Il sesso non sembra essere un fattore di rischio per le trombosi osservate. Infatti, se è vero che i casi segnalati ai sistemi di farmacovigilanza riguardano più donne che uomini, questo potrebbe essere dovuto al fatto che sono state vaccinate più donne che uomini soprattutto all’inizio della campagna vaccinale europea che ha coinvolto operatori sanitari e del settore dell’istruzione.

È importante sottolineare che la stima dei benefici è estremamente conservativa. Si limita a considerare solo gli effetti positivi sui vaccinati e non tiene conto dei contagi evitati. Un recente studio di Public Health England ha infatti mostrato che Vaxzevria dimezza il rischio di trasmettere il virus ai contatti più stretti. Inoltre, fra i benefici non è inclusa la protezione dalla sindrome long Covid, che sembra essere frequente anche in persone che hanno avuto forme lievi della malattia. Sul fronte dei danni causati dal vaccino, l’analisi si limita a considerare solo la trombosi con piastrinopenia e lascia fuori gli effetti collaterali più lievi che si verificano a breve termine.

Altrettanto importante è osservare che questo tipo di analisi riguarda la popolazione e non l’individuo. Ciascuno di noi è esposto a un rischio di contagio diverso, che dipende, ad esempio, dal lavoro che facciamo, dalla composizione della nostra famiglia e dall’intensità dei nostri contatti sociali.

Queste indicazioni sono però estremamente rilevanti per le agenzie regolatorie, che devono prendere le proprie decisioni in un’ottica di salute pubblica e che hanno poi la responsabilità di condividere con i cittadini tutti gli elementi utili alle loro valutazioni personali. Questa condivisione potrebbe fare la differenza.

▶ Istruzioni dell'esercizio
Riporta senza alcuna modifica il passo del testo su Vaxzevria che comincia con "È importante sottolineare" e prosegue fino a "a breve termine.".

▶ Materiale di studio
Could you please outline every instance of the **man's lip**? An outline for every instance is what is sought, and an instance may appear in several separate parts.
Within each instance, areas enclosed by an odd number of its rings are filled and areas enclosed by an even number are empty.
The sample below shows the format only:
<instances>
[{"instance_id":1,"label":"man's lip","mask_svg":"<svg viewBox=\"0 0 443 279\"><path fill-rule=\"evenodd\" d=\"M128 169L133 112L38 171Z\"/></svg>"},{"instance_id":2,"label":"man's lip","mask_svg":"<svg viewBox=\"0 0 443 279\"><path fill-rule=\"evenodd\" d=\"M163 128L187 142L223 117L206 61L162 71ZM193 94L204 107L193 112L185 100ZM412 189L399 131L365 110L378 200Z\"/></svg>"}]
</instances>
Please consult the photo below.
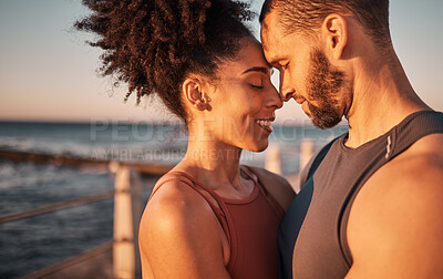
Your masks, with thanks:
<instances>
[{"instance_id":1,"label":"man's lip","mask_svg":"<svg viewBox=\"0 0 443 279\"><path fill-rule=\"evenodd\" d=\"M276 120L276 117L267 117L267 118L257 118L258 121L259 120L262 120L262 121L270 121L270 122L274 122L275 120Z\"/></svg>"}]
</instances>

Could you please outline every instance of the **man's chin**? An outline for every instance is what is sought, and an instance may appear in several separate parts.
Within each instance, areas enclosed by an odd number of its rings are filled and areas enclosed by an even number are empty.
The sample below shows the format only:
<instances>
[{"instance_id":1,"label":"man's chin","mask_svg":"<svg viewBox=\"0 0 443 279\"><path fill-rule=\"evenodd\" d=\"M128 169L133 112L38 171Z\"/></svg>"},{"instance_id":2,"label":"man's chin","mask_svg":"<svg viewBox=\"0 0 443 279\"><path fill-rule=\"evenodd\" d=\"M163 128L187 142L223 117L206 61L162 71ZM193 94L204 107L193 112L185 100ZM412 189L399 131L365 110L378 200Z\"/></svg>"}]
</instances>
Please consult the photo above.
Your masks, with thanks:
<instances>
[{"instance_id":1,"label":"man's chin","mask_svg":"<svg viewBox=\"0 0 443 279\"><path fill-rule=\"evenodd\" d=\"M337 124L339 124L341 122L340 117L327 117L327 118L320 118L320 117L313 117L313 116L309 116L309 117L311 118L313 126L321 128L321 130L334 127L334 126L337 126Z\"/></svg>"}]
</instances>

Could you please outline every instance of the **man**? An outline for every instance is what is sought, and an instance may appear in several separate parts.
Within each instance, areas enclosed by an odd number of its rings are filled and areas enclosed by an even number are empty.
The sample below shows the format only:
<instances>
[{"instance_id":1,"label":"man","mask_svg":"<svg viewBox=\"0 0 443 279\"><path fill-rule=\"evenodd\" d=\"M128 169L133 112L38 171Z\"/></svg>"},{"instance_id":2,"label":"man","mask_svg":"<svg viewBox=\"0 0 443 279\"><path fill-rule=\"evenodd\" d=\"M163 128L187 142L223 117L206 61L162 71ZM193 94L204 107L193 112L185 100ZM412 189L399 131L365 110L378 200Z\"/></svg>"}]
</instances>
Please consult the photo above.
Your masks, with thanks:
<instances>
[{"instance_id":1,"label":"man","mask_svg":"<svg viewBox=\"0 0 443 279\"><path fill-rule=\"evenodd\" d=\"M393 50L388 0L266 0L280 92L349 133L302 174L279 235L281 278L443 278L443 114Z\"/></svg>"}]
</instances>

▶ La tua risposta
È importante sottolineare che la stima dei benefici è estremamente conservativa. Si limita a considerare solo gli effetti positivi sui vaccinati e non tiene conto dei contagi evitati. Un recente studio di Public Health England ha infatti mostrato che Vaxzevria dimezza il rischio di trasmettere il virus ai contatti più stretti. Inoltre, fra i benefici non è inclusa la protezione dalla sindrome long Covid, che sembra essere frequente anche in persone che hanno avuto forme lievi della malattia. Sul fronte dei danni causati dal vaccino, l’analisi si limita a considerare solo la trombosi con piastrinopenia e lascia fuori gli effetti collaterali più lievi che si verificano a breve termine.